Short exercise —
Format every line of the data below as a JSON list of strings, one string per line, skipping blank lines and leaving out the pictures.

(Saved data entries)
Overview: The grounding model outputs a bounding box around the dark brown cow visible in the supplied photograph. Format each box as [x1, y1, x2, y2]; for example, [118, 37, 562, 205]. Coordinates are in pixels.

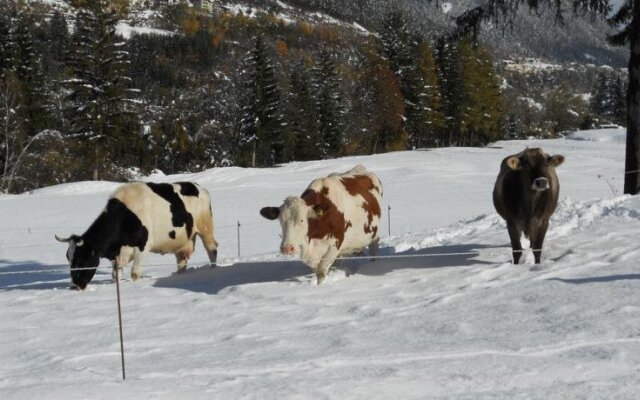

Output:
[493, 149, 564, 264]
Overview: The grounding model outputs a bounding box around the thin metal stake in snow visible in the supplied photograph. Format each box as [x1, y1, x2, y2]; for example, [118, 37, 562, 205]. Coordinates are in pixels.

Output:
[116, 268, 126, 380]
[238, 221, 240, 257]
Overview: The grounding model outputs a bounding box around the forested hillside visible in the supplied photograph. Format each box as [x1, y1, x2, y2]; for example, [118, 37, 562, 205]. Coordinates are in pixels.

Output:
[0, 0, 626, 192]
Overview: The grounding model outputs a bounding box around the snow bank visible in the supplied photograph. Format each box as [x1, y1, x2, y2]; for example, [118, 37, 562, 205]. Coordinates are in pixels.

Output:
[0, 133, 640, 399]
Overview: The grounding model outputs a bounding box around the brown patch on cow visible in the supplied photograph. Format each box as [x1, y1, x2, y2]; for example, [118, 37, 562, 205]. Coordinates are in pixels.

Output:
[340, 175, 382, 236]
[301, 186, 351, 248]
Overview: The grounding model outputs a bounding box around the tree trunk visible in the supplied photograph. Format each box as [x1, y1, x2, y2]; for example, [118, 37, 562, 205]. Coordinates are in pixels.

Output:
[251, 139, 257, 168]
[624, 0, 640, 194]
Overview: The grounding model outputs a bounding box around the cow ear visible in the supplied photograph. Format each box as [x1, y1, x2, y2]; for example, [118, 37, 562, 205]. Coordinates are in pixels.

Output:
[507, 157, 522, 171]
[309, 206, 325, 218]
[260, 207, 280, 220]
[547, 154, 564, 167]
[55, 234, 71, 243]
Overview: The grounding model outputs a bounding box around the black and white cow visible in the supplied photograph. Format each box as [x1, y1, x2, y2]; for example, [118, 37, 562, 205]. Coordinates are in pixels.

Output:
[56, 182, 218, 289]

Correct answer —
[
  "Overview: The grounding model outputs a bounding box around the dark brown cow visible in the supplied photograph. Format each box as [x1, y1, x2, y2]; for example, [118, 37, 562, 205]. Coordinates are in pixels.",
  "Output:",
  "[493, 149, 564, 264]",
  "Overview: The grounding model outputs a bounding box around the thin metal stake in snow visible in the supplied photograph. Format each box as [x1, y1, x2, y2]; for example, [118, 37, 562, 205]. Coordinates are in pixels.",
  "Output:",
  "[116, 268, 126, 380]",
  "[238, 221, 240, 257]",
  "Overview: The grounding model outputs a bounding box around the forested hillside visible in the supplied photograph. Format each box as [x1, y1, x2, y2]; for example, [118, 37, 562, 205]. Coordinates are in pixels.",
  "Output:",
  "[0, 0, 626, 192]",
  "Overview: The grounding model outputs a bounding box around the snow bank visible in the supplied photograph. Format each box as [x1, y1, x2, y2]; for example, [118, 37, 562, 205]. Coordinates are in pixels.",
  "Output:",
  "[0, 133, 640, 399]",
  "Overview: The grounding model outputs a bounding box around the brown patch on cow visible in the supplied photograph. Format each box as [x1, y1, x2, y2]; for example, [118, 37, 562, 205]. Coordinates are in pixels.",
  "Output:",
  "[340, 175, 382, 236]",
  "[301, 186, 351, 248]",
  "Overview: The grounding model outputs a bounding box around the tree trunk visible in the supplied photograph. Format each box as [x1, y1, x2, y2]; for example, [118, 37, 562, 205]. Coordinates are in pixels.",
  "Output:",
  "[251, 139, 257, 168]",
  "[624, 0, 640, 194]",
  "Overview: The grounding model outputs a bounding box around the cow ear visible in the supplied photograph. Format each box as [x1, y1, x2, y2]; for example, [118, 37, 562, 205]. Coordinates are in pixels.",
  "Output:",
  "[507, 157, 522, 171]",
  "[309, 206, 325, 218]",
  "[260, 207, 280, 220]",
  "[547, 154, 564, 167]",
  "[55, 234, 71, 243]",
  "Overview: The grounding model outputs a bounding box around the black and white cow visible in the supplied photograph. Format each box as [x1, y1, x2, y2]; for example, [118, 37, 562, 205]. Coordinates are in pixels.",
  "Output:",
  "[56, 182, 218, 289]"
]